───── Entries supplied

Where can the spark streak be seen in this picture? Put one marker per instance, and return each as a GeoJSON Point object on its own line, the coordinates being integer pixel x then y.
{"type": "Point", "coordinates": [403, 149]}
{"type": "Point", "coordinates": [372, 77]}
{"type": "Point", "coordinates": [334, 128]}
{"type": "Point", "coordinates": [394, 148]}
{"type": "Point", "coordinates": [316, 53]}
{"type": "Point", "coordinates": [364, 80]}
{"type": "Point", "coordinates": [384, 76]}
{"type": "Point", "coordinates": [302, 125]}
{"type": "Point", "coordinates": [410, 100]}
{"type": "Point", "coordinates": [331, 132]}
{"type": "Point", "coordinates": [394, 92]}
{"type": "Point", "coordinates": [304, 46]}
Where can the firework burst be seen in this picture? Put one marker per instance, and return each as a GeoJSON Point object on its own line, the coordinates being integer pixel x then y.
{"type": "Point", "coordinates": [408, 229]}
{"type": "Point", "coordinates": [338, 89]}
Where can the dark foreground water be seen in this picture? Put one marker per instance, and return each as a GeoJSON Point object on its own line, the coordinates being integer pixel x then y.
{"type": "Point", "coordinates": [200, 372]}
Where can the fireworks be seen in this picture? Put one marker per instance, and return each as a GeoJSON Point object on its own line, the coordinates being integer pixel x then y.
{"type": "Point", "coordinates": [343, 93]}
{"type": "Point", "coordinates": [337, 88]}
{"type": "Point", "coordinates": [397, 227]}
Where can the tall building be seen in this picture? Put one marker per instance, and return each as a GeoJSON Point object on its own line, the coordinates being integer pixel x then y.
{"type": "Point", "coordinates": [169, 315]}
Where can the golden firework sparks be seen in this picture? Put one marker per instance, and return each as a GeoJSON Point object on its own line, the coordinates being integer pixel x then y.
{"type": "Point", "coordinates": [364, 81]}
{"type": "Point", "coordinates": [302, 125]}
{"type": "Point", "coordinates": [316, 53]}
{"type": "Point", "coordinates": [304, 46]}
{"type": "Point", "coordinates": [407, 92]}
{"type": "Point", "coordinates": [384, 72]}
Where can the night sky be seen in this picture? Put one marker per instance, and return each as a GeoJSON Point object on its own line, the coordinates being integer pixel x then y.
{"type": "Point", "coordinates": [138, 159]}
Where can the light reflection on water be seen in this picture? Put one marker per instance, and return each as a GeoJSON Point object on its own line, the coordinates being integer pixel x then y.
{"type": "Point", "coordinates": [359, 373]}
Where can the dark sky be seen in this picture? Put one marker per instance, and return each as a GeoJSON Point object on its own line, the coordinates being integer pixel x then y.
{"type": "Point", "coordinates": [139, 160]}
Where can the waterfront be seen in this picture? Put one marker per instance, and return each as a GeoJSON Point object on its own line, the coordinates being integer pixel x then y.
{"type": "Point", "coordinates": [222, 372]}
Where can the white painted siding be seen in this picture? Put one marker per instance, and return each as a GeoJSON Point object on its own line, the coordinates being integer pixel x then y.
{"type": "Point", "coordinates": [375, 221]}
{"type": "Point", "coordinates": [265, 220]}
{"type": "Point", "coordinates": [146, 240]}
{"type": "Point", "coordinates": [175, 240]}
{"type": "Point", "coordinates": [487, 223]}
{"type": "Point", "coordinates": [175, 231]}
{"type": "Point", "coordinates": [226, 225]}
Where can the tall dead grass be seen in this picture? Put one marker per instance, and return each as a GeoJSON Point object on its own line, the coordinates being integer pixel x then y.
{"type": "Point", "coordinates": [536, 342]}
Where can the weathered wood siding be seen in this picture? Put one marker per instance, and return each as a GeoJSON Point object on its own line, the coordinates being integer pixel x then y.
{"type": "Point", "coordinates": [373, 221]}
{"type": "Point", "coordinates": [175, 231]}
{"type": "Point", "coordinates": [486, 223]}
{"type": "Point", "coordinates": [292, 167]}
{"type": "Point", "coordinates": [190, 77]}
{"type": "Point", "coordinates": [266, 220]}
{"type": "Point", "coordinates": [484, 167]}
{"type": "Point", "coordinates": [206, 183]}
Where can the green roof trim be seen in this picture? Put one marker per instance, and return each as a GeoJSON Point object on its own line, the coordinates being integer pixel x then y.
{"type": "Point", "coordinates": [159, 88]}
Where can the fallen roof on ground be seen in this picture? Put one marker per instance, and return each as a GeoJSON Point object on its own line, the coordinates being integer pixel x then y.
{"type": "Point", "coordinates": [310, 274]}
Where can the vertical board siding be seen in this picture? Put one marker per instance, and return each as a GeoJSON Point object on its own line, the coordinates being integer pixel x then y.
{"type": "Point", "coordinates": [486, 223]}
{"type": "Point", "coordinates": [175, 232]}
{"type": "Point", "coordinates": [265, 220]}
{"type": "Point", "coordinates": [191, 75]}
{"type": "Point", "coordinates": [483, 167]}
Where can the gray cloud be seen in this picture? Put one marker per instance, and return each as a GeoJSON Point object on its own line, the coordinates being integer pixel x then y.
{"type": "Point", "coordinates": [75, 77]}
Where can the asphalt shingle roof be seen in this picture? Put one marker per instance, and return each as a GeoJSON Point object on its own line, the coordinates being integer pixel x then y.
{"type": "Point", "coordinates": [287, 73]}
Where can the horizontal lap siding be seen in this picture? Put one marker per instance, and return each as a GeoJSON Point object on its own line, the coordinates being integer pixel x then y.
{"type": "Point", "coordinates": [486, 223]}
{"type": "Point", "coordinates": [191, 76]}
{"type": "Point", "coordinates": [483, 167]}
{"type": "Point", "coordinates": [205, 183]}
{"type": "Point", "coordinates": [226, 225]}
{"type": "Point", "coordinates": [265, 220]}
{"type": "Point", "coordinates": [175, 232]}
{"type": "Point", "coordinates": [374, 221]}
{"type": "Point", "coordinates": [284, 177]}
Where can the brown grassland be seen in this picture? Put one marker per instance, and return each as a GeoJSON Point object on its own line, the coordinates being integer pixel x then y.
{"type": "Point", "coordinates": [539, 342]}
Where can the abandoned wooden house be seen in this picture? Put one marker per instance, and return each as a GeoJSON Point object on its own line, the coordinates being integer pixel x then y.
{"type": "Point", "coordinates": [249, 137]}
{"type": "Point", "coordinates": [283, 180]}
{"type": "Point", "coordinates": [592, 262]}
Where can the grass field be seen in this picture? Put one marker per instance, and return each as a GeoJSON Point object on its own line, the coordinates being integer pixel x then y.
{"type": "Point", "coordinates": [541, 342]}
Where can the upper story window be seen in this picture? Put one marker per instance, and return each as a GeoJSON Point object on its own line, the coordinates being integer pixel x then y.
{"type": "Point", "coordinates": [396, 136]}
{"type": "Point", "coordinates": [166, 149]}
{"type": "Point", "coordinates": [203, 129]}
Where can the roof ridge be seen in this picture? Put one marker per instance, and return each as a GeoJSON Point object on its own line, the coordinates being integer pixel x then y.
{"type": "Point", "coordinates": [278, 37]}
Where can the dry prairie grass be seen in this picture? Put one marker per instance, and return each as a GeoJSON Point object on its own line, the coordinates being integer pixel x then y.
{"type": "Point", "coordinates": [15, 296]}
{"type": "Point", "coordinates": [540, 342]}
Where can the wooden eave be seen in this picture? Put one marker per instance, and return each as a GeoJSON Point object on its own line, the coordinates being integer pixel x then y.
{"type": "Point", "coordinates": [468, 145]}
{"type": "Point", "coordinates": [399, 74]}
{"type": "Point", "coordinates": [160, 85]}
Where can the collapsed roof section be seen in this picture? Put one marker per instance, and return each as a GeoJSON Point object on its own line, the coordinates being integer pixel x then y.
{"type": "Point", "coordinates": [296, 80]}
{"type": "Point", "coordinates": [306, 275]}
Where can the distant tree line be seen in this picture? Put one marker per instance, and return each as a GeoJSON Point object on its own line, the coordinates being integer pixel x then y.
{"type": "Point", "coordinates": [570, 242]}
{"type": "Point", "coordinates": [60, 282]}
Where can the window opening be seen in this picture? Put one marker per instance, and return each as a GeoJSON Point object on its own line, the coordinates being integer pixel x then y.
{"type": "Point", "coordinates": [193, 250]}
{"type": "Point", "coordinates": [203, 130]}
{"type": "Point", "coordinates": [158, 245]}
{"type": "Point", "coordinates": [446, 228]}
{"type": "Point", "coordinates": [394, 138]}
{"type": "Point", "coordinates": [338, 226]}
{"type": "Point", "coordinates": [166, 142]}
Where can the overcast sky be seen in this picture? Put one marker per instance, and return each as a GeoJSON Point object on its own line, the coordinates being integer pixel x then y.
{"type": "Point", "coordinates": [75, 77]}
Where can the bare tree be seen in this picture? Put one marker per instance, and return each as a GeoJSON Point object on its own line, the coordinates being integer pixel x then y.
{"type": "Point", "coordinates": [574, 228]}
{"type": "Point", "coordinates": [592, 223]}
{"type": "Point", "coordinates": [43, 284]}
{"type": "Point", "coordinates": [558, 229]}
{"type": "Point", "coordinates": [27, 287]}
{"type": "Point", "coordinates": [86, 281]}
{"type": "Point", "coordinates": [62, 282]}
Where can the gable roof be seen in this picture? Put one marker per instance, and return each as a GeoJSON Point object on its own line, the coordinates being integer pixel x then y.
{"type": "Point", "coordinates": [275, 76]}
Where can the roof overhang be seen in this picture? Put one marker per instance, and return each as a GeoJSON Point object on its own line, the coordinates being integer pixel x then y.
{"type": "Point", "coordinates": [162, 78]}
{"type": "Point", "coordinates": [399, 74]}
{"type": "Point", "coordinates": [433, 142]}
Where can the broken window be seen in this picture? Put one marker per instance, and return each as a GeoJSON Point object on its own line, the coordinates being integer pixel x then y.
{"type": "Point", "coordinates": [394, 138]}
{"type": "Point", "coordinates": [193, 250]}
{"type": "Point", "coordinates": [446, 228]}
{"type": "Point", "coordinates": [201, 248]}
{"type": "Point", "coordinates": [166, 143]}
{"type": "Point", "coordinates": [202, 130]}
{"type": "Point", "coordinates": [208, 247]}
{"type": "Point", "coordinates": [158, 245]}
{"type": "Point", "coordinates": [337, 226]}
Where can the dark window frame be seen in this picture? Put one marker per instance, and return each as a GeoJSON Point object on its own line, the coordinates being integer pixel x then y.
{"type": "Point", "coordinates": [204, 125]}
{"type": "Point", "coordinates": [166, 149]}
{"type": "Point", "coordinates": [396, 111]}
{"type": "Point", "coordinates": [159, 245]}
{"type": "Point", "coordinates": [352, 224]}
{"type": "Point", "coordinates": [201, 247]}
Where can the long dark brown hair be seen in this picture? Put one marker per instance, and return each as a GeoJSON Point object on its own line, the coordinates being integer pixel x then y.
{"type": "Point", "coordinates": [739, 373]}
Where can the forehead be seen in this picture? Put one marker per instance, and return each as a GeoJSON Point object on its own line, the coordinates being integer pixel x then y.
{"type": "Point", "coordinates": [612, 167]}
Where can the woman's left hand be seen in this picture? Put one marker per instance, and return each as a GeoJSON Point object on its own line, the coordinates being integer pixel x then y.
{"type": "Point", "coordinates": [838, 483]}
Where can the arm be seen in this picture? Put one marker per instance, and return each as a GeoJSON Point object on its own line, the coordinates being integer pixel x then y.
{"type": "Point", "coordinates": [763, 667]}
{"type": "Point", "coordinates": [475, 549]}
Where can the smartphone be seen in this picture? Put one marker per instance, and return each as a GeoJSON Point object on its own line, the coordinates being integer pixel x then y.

──────────

* _The request_:
Transcribe word for word the lines from the one holding "Where can the forehead" to the last line of the listing above, inclusive.

* _Right answer_:
Where can the forehead be seen in this picture? Put one marker per instance, and return each as a GeoJSON Point object on its own line, the coordinates being integer pixel x then y.
{"type": "Point", "coordinates": [612, 167]}
Where can the woman's left hand be seen in this picture? Put one marker per instance, and return each as a GeoJSON Point object on its own line, the coordinates being integer pixel x then y.
{"type": "Point", "coordinates": [838, 483]}
Where can the arm be seen in this picture? Put one marker per instance, and return each as a GeoJSON Point object on its own line, the coordinates being integer pixel x then y.
{"type": "Point", "coordinates": [763, 667]}
{"type": "Point", "coordinates": [475, 549]}
Where can the smartphone be seen in this picture? Put one marker per instance, and return each as a GeoJSON Point object on its own line, the coordinates being integer pixel x then y.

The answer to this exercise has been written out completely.